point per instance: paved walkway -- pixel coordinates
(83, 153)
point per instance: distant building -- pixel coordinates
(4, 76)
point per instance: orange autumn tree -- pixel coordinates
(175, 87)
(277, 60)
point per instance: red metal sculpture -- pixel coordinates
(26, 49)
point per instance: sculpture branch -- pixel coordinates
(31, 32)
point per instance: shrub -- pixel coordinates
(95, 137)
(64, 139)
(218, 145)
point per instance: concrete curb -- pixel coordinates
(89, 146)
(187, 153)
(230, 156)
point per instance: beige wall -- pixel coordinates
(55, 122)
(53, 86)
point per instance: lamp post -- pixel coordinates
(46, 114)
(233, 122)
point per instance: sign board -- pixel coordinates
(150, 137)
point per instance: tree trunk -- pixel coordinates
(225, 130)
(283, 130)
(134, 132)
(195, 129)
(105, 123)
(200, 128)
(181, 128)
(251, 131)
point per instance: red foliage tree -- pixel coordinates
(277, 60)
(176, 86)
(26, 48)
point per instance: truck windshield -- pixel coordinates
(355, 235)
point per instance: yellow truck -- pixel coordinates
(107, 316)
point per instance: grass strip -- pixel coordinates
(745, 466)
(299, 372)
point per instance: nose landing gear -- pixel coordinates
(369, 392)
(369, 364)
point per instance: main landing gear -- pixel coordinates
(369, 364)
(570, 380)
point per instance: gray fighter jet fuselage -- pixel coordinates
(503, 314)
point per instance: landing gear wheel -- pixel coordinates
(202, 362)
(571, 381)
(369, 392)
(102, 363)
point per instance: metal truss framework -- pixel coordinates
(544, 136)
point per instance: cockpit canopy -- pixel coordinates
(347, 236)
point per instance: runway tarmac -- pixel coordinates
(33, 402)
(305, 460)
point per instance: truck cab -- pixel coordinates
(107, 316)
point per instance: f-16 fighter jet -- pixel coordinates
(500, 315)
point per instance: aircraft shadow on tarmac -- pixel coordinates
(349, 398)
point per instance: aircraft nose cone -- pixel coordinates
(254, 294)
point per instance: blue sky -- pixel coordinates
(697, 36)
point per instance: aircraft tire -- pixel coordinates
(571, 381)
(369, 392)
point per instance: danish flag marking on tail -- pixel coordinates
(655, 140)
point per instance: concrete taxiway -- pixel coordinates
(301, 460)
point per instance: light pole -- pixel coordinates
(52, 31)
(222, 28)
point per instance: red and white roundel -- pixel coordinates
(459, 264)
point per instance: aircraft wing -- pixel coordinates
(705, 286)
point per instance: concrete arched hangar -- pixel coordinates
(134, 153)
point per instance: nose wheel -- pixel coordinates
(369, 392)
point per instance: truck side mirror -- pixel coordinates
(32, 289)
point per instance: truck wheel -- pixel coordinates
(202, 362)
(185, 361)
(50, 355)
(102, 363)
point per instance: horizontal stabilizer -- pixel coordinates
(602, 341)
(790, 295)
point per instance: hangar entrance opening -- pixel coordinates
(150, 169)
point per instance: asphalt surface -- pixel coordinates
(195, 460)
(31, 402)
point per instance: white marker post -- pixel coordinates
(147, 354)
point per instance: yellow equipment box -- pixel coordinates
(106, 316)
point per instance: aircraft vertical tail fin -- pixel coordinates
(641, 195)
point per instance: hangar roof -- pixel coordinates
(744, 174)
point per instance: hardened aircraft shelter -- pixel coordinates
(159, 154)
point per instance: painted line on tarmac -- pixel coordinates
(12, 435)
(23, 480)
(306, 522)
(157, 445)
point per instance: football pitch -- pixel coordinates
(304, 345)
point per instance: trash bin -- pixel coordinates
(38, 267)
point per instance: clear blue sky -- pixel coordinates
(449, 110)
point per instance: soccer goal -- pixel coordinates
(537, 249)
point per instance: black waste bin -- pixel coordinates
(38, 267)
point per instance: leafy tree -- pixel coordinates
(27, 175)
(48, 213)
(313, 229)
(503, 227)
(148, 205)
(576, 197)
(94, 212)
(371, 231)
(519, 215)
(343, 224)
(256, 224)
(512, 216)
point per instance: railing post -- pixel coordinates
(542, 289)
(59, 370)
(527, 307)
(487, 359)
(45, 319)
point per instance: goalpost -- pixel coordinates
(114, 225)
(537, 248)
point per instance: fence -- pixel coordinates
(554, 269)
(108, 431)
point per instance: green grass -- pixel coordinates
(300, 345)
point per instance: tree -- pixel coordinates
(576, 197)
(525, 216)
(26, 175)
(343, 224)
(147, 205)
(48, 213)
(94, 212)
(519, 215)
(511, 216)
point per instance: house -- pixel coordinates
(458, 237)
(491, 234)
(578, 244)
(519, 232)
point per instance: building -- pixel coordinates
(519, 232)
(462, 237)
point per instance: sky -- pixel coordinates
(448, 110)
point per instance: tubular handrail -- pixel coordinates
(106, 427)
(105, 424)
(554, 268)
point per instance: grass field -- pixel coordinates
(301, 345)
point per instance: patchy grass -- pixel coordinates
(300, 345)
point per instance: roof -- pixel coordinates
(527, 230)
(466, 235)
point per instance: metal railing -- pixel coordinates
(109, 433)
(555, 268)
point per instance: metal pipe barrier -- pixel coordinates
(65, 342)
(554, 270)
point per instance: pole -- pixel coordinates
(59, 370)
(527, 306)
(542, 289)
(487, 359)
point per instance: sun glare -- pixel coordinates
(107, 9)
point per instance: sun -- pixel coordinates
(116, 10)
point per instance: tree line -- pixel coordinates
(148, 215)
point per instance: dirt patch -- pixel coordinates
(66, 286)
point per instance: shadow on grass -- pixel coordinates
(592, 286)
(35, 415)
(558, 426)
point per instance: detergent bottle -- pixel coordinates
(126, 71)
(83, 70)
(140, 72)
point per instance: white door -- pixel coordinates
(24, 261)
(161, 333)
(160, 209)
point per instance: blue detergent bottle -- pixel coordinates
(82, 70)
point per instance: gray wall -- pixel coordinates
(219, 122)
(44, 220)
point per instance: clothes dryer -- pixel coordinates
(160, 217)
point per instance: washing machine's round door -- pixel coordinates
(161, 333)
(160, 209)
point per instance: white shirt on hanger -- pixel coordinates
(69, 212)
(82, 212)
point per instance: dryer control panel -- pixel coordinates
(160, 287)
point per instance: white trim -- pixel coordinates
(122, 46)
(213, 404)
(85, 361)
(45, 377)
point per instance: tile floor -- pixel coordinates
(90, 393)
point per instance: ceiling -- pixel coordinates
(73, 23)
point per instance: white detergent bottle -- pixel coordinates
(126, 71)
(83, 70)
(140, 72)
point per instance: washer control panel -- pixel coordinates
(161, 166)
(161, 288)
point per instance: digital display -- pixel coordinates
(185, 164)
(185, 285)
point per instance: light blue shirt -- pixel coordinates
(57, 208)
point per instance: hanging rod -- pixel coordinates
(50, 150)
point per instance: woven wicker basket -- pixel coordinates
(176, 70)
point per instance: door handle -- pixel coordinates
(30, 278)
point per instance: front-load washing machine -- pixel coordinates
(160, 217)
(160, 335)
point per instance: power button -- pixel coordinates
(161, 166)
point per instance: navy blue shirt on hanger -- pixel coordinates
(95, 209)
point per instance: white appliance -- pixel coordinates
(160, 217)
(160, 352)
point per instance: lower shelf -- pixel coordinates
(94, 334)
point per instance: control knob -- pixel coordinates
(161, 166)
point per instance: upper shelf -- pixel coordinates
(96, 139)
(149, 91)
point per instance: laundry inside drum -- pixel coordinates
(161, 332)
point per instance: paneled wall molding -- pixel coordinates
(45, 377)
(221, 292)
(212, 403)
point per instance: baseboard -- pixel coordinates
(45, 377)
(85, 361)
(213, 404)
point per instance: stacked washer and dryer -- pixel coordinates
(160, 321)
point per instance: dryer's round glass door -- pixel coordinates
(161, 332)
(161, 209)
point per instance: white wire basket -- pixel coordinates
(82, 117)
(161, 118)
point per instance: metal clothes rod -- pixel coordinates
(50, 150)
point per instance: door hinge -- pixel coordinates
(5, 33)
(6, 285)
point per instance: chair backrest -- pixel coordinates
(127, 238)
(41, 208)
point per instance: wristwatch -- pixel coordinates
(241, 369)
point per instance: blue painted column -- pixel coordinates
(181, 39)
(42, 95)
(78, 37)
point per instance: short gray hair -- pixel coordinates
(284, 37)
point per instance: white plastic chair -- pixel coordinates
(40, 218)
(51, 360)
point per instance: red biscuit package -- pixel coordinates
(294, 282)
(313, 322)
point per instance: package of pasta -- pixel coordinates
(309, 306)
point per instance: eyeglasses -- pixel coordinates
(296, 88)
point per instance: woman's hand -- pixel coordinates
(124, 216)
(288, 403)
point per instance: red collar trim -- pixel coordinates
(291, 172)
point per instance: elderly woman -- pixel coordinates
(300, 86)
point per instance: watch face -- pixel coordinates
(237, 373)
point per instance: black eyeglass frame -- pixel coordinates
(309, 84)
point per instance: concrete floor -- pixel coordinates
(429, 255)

Instruction:
Render the items above as a Markdown table. Cover only the line containing "point per instance: paneled" through the last line of the items. Put the row number in a column headed Row and the line itself in a column headed Entry, and leave out blank lines.

Finished exercise:
| Row | Entry |
|---|---|
| 1 | point per instance: paneled wall molding -- pixel coordinates |
| 2 | (45, 377) |
| 3 | (221, 292) |
| 4 | (212, 403) |
| 5 | point per instance: baseboard -- pixel coordinates |
| 6 | (45, 377) |
| 7 | (85, 361) |
| 8 | (213, 404) |
| 9 | point per instance: stacked washer and dryer -- pixel coordinates |
| 10 | (160, 321) |
| 11 | point per instance: dryer's round glass door -- pixel coordinates |
| 12 | (161, 332) |
| 13 | (161, 209) |
| 14 | point per instance: white wire basket -- pixel coordinates |
| 15 | (82, 117) |
| 16 | (161, 118) |
| 17 | point per instance: metal clothes rod -- pixel coordinates |
| 18 | (50, 150) |
| 19 | point per instance: door hinge -- pixel coordinates |
| 20 | (5, 33) |
| 21 | (6, 285) |
| 22 | point per instance: chair backrest -- pixel coordinates |
| 23 | (127, 238) |
| 24 | (41, 208) |
| 25 | point per instance: wristwatch -- pixel coordinates |
| 26 | (241, 369) |
| 27 | point per instance: blue painted column -- pixel coordinates |
| 28 | (181, 39) |
| 29 | (42, 95) |
| 30 | (78, 37) |
| 31 | point per instance: short gray hair -- pixel coordinates |
| 32 | (284, 37) |
| 33 | point per instance: white plastic chair -- pixel coordinates |
| 34 | (40, 218) |
| 35 | (51, 360) |
| 36 | point per instance: red biscuit package -- pixel coordinates |
| 37 | (294, 282) |
| 38 | (313, 322) |
| 39 | point per instance: package of pasta -- pixel coordinates |
| 40 | (309, 306) |
| 41 | point per instance: eyeglasses -- pixel coordinates |
| 42 | (296, 88) |
| 43 | point per instance: woman's hand -- pixel coordinates |
| 44 | (124, 216) |
| 45 | (288, 403) |
| 46 | point per instance: red collar trim -- pixel coordinates |
| 47 | (291, 172) |
| 48 | point per instance: elderly woman -- pixel coordinates |
| 49 | (300, 86) |
| 50 | point per instance: watch face -- pixel coordinates |
| 51 | (237, 373) |
| 52 | point per instance: black eyeglass frame -- pixel coordinates |
| 53 | (309, 84) |
| 54 | point per instance: concrete floor -- pixel coordinates |
| 55 | (429, 255) |